**TASK DIRECTIONS**
Copy every entry exactly.
= Beginning of Section =
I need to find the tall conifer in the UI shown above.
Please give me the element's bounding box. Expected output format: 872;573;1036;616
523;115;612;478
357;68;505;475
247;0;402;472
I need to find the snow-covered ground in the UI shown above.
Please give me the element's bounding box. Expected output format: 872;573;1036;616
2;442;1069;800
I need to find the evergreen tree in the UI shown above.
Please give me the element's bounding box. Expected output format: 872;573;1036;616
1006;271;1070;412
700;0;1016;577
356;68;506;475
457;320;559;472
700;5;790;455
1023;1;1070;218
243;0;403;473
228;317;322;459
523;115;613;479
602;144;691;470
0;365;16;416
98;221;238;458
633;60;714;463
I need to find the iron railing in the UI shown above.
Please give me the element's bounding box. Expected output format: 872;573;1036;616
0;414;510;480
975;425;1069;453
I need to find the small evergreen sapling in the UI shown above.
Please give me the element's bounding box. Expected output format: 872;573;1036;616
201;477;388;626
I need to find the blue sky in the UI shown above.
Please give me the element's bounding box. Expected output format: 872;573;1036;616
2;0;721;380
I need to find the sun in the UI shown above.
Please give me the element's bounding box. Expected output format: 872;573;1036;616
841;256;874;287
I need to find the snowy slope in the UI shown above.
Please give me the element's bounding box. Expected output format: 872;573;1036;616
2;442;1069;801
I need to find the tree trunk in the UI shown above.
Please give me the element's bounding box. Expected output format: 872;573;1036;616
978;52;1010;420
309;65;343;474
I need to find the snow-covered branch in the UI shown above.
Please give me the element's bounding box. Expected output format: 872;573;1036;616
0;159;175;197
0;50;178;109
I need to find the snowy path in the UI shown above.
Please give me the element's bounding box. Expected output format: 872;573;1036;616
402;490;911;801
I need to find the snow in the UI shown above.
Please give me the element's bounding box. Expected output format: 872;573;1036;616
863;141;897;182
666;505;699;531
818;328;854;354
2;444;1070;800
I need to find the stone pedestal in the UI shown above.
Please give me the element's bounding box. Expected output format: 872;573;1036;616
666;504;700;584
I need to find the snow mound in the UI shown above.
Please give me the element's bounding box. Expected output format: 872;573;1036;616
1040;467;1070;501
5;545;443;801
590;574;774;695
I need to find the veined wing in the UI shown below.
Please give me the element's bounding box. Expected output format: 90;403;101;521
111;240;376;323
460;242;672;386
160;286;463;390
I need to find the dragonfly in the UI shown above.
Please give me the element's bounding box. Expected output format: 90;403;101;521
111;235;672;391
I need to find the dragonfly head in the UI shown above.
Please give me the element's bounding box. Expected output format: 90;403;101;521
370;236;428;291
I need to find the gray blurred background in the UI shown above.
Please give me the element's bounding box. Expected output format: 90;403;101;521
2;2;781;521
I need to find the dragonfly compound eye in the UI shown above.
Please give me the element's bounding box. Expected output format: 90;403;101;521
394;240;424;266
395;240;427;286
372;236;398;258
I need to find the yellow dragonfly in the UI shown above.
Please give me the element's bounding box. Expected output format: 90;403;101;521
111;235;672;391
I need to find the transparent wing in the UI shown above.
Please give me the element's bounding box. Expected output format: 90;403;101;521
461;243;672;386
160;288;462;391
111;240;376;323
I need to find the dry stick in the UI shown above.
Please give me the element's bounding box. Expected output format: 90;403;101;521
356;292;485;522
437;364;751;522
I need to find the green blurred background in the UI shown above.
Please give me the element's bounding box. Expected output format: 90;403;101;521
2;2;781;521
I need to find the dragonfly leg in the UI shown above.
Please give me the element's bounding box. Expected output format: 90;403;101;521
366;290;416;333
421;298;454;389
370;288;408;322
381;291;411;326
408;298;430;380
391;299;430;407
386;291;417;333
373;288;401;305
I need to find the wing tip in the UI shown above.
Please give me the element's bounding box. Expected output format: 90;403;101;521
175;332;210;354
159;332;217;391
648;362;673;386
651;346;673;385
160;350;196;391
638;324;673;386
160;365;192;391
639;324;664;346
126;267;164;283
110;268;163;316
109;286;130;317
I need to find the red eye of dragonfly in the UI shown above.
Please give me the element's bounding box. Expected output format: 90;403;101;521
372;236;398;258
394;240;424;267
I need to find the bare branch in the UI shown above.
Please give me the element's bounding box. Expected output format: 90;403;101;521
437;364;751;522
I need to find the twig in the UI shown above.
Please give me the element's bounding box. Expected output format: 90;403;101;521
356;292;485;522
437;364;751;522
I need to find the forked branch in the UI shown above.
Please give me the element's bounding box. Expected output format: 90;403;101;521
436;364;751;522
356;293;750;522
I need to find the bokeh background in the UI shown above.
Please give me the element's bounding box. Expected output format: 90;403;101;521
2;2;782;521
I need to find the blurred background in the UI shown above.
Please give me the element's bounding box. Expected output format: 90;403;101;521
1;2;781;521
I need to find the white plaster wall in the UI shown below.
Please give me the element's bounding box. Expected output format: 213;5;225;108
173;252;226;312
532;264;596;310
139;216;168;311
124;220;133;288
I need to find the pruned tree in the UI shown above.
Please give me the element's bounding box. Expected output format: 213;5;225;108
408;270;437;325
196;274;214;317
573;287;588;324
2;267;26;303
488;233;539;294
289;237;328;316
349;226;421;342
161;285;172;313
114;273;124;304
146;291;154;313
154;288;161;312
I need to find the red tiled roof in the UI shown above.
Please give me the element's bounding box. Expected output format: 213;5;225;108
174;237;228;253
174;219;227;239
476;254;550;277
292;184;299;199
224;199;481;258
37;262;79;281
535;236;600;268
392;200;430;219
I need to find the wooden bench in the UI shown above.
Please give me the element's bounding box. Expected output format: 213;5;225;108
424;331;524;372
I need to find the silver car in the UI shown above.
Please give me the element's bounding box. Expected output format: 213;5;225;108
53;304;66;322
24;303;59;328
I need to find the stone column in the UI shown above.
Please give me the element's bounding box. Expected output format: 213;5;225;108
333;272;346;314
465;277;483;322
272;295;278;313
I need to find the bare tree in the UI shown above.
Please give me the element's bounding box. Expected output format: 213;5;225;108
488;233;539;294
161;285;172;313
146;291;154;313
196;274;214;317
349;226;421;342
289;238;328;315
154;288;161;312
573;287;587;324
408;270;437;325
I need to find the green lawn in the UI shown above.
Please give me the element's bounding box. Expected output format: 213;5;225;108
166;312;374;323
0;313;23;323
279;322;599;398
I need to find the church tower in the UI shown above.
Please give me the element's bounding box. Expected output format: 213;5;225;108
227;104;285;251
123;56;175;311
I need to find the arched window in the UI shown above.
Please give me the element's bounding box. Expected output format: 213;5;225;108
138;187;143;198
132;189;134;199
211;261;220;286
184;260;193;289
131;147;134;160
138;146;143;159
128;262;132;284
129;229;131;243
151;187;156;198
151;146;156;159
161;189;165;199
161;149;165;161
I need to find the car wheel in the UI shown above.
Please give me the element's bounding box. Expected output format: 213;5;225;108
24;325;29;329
= End of Section =
**RESPONSE TO THIS EXERCISE**
I need to find the tall conifer in the UI shown above.
Please give me the element's bounding box. Expected output format: 872;573;1036;616
523;115;612;478
357;68;505;475
247;0;402;472
I need to find the snow-covered ground in the UI shown above.
Please give me the element's bounding box. Expected output format: 872;573;1036;616
2;442;1069;800
I need to find the evergreen tree in the UI shown above.
Please give me the element's bounding box. Expected output format: 872;573;1036;616
1006;271;1070;412
700;0;1016;577
356;68;506;475
457;320;559;472
700;5;790;455
1023;1;1070;218
243;0;403;473
228;317;322;459
523;115;613;479
602;144;691;470
0;365;16;416
98;221;238;458
633;60;714;463
I need to find the iron railing in the UI shown above.
Please give me the element's bounding box. Expected output format: 872;573;1036;616
0;414;510;480
975;425;1069;453
I need to find the small evergreen sapling in the UI shown above.
Please give me the element's bounding box. Expected output format: 872;573;1036;616
201;477;388;626
I need to find the blue sky in the UI shown above.
Please give me the element's bounding box. Expected output format: 872;573;1036;616
2;0;721;380
I need to find the sun in the UI shown above.
Please give me the element's bounding box. Expected output format: 872;573;1036;616
841;256;874;287
I need to find the snowy slope in the UI shown above.
Please give me the element's bounding box. Expected output format: 872;573;1036;616
2;442;1069;801
I need to find the tree trunk in the UI shown above.
Please give me the element's bounding box. Expected output format: 872;573;1036;616
978;52;1010;420
309;65;343;474
I need to find the snow-covered branch in the UI shown above.
Please give me the element's bounding box. Expected output format: 872;573;1036;616
0;159;175;197
0;50;178;109
I need to find the snowy path in the UI shown above.
Please give me the element's bounding box. Expected output format: 872;573;1036;616
402;490;911;801
I need to find the snow in the UI shown above.
Please give me the element's bounding box. Expected output format: 872;573;1036;616
863;141;897;182
666;505;699;531
818;328;854;354
2;444;1070;800
I need to find the stone pedestal in the UI shown above.
Please give me the element's bounding box. Expected output format: 872;573;1036;616
666;504;700;584
I need to find the snow mound in the UI shown above.
Please give me the element's bounding box. Expected output format: 872;573;1036;616
1040;467;1070;501
5;545;443;801
590;574;774;695
I need to find the veined wing in the UI shown below.
Please give me the element's bounding box. Expected output format: 90;403;101;521
111;240;376;323
460;242;672;386
160;286;463;390
I need to find the dragonfly in the UI shown above.
Please give me the element's bounding box. Expected output format: 90;403;101;521
111;235;672;391
I need to find the dragonfly head in the UI shown above.
Please give me the element's bounding box. Expected output format: 90;403;101;521
370;236;428;291
I need to find the gray blurred background in the UI shown above.
Please give me the element's bounding box. Expected output format: 90;403;101;521
2;2;781;521
I need to find the dragonfly compound eye in the UI shown above.
Please give me the element's bounding box. Expected output format: 90;403;101;521
394;240;424;266
395;240;427;286
372;236;398;258
I need to find the yellow dragonfly in the UI shown above.
Please give me the element's bounding box. Expected output format: 90;403;101;521
111;235;672;391
I need to find the transparent wing in the UI shown above.
Please give me the element's bounding box. Expected output format: 90;403;101;521
461;243;672;386
160;288;462;391
111;240;376;323
I need to find the dry stick in the UI shown above.
Please give me the element's bounding box. Expected output format: 90;403;101;521
356;292;485;522
437;364;751;522
I need to find the green blurred background in the UI shown above.
Please give me the element's bounding box. Expected output format: 90;403;101;521
2;2;781;521
I need to find the dragonfly leg in the UI shown above.
Please give me the element's bounding box. Expected output format: 90;403;101;521
366;290;416;333
421;298;454;389
370;288;408;322
381;291;411;326
408;298;430;380
391;299;430;407
386;291;417;333
373;288;401;305
I need to find the wing tip in the UI shown above.
Please give me the element's bounding box. Expected output format: 90;403;101;521
175;332;210;354
159;332;217;391
648;362;673;386
651;346;673;385
160;350;196;391
638;324;673;386
160;365;192;391
639;324;664;346
126;267;164;283
110;268;163;316
109;286;130;317
I need to find the red eye of dragonfly in the UI shown above.
Please give me the element's bounding box. Expected output format: 90;403;101;521
372;236;398;258
394;240;424;267
I need to find the bare branch in the UI shown above.
Please give me the element's bounding box. Expected output format: 90;403;101;521
437;364;751;522
I need to find the twig in the UI shown above.
Please give me the element's bounding box. Expected output format: 90;403;101;521
356;292;485;522
437;364;751;522
I need to find the forked branch in the UI shown above.
Please give me the element's bounding box. Expected output format: 90;403;101;521
436;364;751;522
356;293;750;522
I need to find the bokeh background in the UI shown above.
Please give me the element's bounding box. Expected output format: 90;403;101;521
2;2;782;521
I need to find the blurred background in the UI shown above.
Please give me the element's bounding box. Expected output format: 90;403;101;521
1;2;781;521
I need to find the white plaster wall in the UI shown below.
Please give me the element's bounding box. Expected output format: 213;5;225;108
173;252;226;312
532;264;596;310
139;216;168;311
124;220;133;288
I need to find the pruned tree in the UI shown above.
Please give me the element's bounding box. Expected output format: 213;5;225;108
408;270;437;325
196;274;214;317
573;287;588;324
2;267;26;303
488;233;539;294
289;237;328;316
349;226;421;342
161;285;172;313
114;273;124;304
146;291;154;313
154;288;161;312
I need to find the red tiled roof in the UI shown above.
Please give me the element's bounding box. Expected output format: 213;5;225;108
174;237;228;253
174;219;227;239
476;254;550;277
292;184;299;199
224;199;481;258
37;262;79;281
535;236;600;268
392;200;430;219
I need to find the wooden bench in the UI shown above.
Please give me the element's bounding box. Expected output format: 213;5;225;108
424;331;524;372
I need to find the silver car in the UI shown above.
Please give me the element's bounding box. Expected output format: 213;5;225;108
53;304;66;322
24;303;59;328
I need to find the stone column in the UI shown above.
Please give me the element's bounding box. Expected output format: 213;5;225;108
333;272;346;314
465;277;483;322
272;295;278;313
I need to find the bare tree in the UI shown above.
Please give me the element's bounding box. Expected output format: 213;5;225;108
488;233;539;294
161;285;172;313
146;291;154;313
196;274;214;317
349;226;421;342
289;238;328;315
154;288;161;312
573;287;587;324
408;270;437;325
I need to find the green lawn in the UI shown above.
Please give me the element's bounding box. Expected output format: 213;5;225;108
166;312;374;323
0;313;23;323
279;322;599;398
I need to find the church tower in the UI shown above.
Please give me the element's bounding box. Expected output format: 213;5;225;108
227;104;285;251
123;56;175;311
I need to find the arched window in the UI shown above.
Please give me the element's bounding box. Expected output format: 213;5;225;108
138;187;143;198
132;189;134;199
211;261;220;286
184;260;193;289
131;147;134;160
138;146;143;159
128;262;132;284
129;229;131;243
151;187;156;198
151;146;156;159
161;189;165;199
161;149;165;161
I need to find the car wheel in the UI shown above.
Please give me the element's bounding box. Expected output format: 213;5;225;108
24;325;29;329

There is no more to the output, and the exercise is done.